>> Begin Text block

Sir William Hustler (–1730), of Acklam, Yorkshire, and Little Hatfield, Holderness, Yorkshire was an English draper and Whig politician who sat in the English and British House of Commons between 1695 and 1710. He was a member of the Society for Promoting Christian Knowledge and was great patron of charity schools.

Early life

Hustler was the eldest son of William Hustler of Acklam and his wife Grace Savile, daughter of Sir John Savile of Lupset, near Wakefield, Yorkshire.   He was knighted on  14 May 1673 and succeeded his father in 1678.  On  8 July 1680, he married Lady Anne Wentworth, widow of Sir Matthew Wentworth of Bretton, Yorkshire, and daughter of William Osbaldeston of Hunmanby, Yorkshire. He built Acklam Hall in Cleveland in the early 1680s

Career
Hustler was returned unopposed as Member of Parliament for Northallerton at the 1695 English general election on the interest of the Whig Sir William Robinson, 1st Baronet. He signed the Association, but was absent from the division on the attainder of Sir John Fenwick. He managed a bill in April 1698 to make it easier to return juries to serve at the assizes and throughout his career managed many bills through the House, often private bills. At the 1698 English general election he was again returned unopposed and was listed as a member of the Country party and later as a supporter of the Whig Junto. He was returned unopposed in the first general election 1701, and during the year became  vice president of the newly founded Society for the Propagation of the Gospel in Foreign Parts. At the second general election of 1701, he was again returned  unopposed as a Whig  for Northallerton and acted frequently as a teller.

>> End Text block
>> Begin Extracted records

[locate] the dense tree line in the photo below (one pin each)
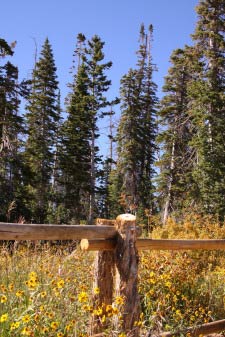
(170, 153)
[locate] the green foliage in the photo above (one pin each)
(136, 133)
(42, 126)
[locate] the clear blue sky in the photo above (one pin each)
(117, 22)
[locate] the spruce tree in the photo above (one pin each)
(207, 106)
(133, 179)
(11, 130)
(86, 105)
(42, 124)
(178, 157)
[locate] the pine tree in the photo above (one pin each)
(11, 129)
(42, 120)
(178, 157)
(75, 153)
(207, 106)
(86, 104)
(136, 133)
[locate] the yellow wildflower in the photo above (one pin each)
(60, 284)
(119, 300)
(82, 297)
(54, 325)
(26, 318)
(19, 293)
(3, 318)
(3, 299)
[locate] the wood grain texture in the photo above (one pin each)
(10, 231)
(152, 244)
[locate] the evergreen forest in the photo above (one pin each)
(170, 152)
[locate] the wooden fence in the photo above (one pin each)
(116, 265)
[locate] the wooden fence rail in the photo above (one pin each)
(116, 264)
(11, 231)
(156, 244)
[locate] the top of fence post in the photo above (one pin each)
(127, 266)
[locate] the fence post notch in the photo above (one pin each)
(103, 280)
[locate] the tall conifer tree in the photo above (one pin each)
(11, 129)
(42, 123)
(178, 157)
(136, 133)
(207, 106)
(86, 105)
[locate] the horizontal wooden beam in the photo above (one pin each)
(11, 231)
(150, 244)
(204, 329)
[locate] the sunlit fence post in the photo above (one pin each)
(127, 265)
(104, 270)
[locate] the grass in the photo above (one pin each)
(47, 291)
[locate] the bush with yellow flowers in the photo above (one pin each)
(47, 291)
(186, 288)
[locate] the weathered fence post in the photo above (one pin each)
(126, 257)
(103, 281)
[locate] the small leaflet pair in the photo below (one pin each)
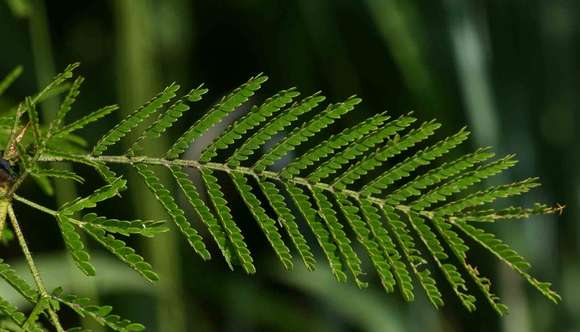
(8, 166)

>> End Extracted records

_What is needed_
Reproduce the full biographical text on Sir William Hustler word for word, keeping every heading and paragraph in its original order.

_Written solution_
Sir William Hustler (–1730), of Acklam, Yorkshire, and Little Hatfield, Holderness, Yorkshire was an English draper and Whig politician who sat in the English and British House of Commons between 1695 and 1710. He was a member of the Society for Promoting Christian Knowledge and was great patron of charity schools.

Early life

Hustler was the eldest son of William Hustler of Acklam and his wife Grace Savile, daughter of Sir John Savile of Lupset, near Wakefield, Yorkshire.   He was knighted on  14 May 1673 and succeeded his father in 1678.  On  8 July 1680, he married Lady Anne Wentworth, widow of Sir Matthew Wentworth of Bretton, Yorkshire, and daughter of William Osbaldeston of Hunmanby, Yorkshire. He built Acklam Hall in Cleveland in the early 1680s

Career
Hustler was returned unopposed as Member of Parliament for Northallerton at the 1695 English general election on the interest of the Whig Sir William Robinson, 1st Baronet. He signed the Association, but was absent from the division on the attainder of Sir John Fenwick. He managed a bill in April 1698 to make it easier to return juries to serve at the assizes and throughout his career managed many bills through the House, often private bills. At the 1698 English general election he was again returned unopposed and was listed as a member of the Country party and later as a supporter of the Whig Junto. He was returned unopposed in the first general election 1701, and during the year became  vice president of the newly founded Society for the Propagation of the Gospel in Foreign Parts. At the second general election of 1701, he was again returned  unopposed as a Whig  for Northallerton and acted frequently as a teller.